**Dataset extract**
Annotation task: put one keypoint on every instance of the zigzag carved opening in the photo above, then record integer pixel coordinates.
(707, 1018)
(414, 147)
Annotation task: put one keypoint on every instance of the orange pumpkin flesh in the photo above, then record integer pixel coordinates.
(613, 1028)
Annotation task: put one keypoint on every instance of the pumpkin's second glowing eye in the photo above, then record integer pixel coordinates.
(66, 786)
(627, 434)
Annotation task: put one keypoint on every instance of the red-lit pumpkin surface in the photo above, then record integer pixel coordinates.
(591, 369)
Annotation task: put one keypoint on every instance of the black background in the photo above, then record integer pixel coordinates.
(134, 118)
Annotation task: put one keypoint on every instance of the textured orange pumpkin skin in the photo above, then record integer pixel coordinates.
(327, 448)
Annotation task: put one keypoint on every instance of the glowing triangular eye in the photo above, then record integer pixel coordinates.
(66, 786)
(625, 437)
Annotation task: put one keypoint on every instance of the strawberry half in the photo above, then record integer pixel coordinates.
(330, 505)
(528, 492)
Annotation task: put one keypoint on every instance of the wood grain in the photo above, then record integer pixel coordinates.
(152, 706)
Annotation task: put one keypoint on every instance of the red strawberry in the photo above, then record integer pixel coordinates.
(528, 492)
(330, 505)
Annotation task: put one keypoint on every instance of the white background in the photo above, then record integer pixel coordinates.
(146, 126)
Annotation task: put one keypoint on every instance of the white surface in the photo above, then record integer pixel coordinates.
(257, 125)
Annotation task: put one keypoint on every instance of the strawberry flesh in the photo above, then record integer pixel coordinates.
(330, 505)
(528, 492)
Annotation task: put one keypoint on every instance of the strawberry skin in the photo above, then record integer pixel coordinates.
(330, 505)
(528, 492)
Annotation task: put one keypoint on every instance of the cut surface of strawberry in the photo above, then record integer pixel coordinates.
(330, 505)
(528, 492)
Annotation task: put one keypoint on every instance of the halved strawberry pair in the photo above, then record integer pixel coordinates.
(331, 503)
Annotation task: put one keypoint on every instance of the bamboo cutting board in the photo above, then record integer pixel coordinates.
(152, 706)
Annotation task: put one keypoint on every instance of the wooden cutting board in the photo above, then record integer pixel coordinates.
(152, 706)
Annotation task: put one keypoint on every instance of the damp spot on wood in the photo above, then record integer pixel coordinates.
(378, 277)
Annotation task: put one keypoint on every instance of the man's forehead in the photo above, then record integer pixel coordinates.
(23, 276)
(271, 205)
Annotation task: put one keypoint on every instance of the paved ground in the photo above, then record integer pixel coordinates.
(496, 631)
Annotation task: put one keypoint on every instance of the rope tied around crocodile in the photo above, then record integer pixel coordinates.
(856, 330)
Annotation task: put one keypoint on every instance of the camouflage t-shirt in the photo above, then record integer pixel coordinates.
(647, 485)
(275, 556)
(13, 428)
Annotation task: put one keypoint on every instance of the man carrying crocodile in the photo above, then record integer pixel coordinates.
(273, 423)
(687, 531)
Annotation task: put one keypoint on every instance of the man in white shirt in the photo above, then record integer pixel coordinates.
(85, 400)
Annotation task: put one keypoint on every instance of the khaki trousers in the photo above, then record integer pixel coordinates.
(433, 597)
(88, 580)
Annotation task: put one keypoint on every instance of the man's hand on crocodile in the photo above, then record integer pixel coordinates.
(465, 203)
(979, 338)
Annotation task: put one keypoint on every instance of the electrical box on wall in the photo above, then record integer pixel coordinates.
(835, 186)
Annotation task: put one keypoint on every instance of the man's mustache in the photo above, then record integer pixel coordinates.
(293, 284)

**What to work on**
The records above are to be transcribed exactly, with nothing left out.

**Answer section**
Annotation task: put one keypoint on every instance of the zigzag carved opening in the photo above, then record integer pixel coordinates.
(707, 1018)
(414, 147)
Annotation task: put one keypoint on every instance of the orange pumpkin flesh in the photo above, then record integer pixel coordinates.
(613, 1028)
Annotation task: put one keypoint on every instance of the pumpkin's second glowing eye in the photo above, then record integer pixel coordinates.
(66, 786)
(627, 434)
Annotation task: put one keypoint on every instance of the red-lit pumpkin surface in the photo above, then record integer pixel coordinates.
(591, 369)
Annotation task: put one keypoint on every instance of the black background in the photo above, then record integer pixel coordinates.
(134, 118)
Annotation task: put one keypoint on every instance of the textured orange pumpkin skin in the photo above, then record integer pixel coordinates.
(327, 448)
Annotation task: put one keypoint on every instance of the glowing triangular eye in the photo above, then record integer pixel coordinates.
(66, 786)
(625, 437)
Annotation task: put one keypoint on every instance of the strawberry half in the photo above, then record integer pixel coordinates.
(330, 505)
(528, 492)
Annotation task: put one keypoint on every instance of the wood grain in the photo above, then record integer pixel coordinates.
(152, 706)
Annotation task: put one keypoint on every instance of the red strawberry in the photo above, then record integer pixel coordinates.
(528, 492)
(330, 505)
Annotation task: put one keypoint on every instance of the white background in the photo above, then record integer pixel coordinates.
(146, 126)
Annotation task: put one keypoint on every instance of the white surface in the photo above, then record integer pixel coordinates.
(257, 125)
Annotation task: put one keypoint on every instance of the strawberry flesh in the photo above, then record integer pixel coordinates.
(330, 505)
(528, 492)
Annotation task: put one keypoint on every instance of the strawberry skin in the photo above, then record integer pixel coordinates.
(330, 505)
(528, 492)
Annotation task: put one keypoint on every instance of the cut surface of strawberry in the photo above, then record integer pixel coordinates.
(330, 505)
(528, 492)
Annotation task: put one keypoint on every instance of the halved strawberry pair in the photo above, then record integer pixel coordinates.
(331, 503)
Annotation task: put one keypoint on every instance of the bamboo cutting board in the photo above, then record integer pixel coordinates.
(152, 706)
Annotation task: put one keypoint on every instance of the wooden cutting board in the photo above, then record integer pixel coordinates.
(152, 706)
Annotation task: put one keypoint on every instance of the damp spot on wood in the photo above, then record integer pixel coordinates.
(378, 277)
Annotation task: put one keypoint on every instance of the man's forehead in the photo above, then record integer pixel coordinates.
(23, 276)
(271, 205)
Annotation task: put one keypoint on every instance of the paved ground in the photo above, then record integer pixel coordinates.
(496, 631)
Annotation task: put one keypoint on every instance of the rope tied around crocodile in the photo above, then record integer pixel coordinates.
(856, 330)
Annotation task: put one keypoint on every instance of the camouflage t-shirt in the photo above, then record integer pixel coordinates.
(647, 485)
(275, 556)
(13, 428)
Annotation task: put one keypoint on every instance of the man carrying crocodile in the photo above, then record integer pixel coordinates.
(273, 423)
(687, 531)
Annotation task: put one keypoint on every instance of the man in white shirt in the photo above, then record integer pixel coordinates.
(85, 400)
Annotation task: put one keypoint on every instance of the khaki trousers in the photo above, then record integer pixel coordinates.
(433, 597)
(88, 580)
Annotation task: put one keypoint on every instance of the man's hand on crocodile in the photo above, then record integer pixel coordinates.
(465, 203)
(979, 338)
Annotation task: put one keypoint on every instance of the electrical box on wall in the photo above, then record integer pixel coordinates.
(835, 186)
Annotation task: put one keypoint on every instance of the man's mustache in the photo above, then record integer pixel coordinates.
(293, 284)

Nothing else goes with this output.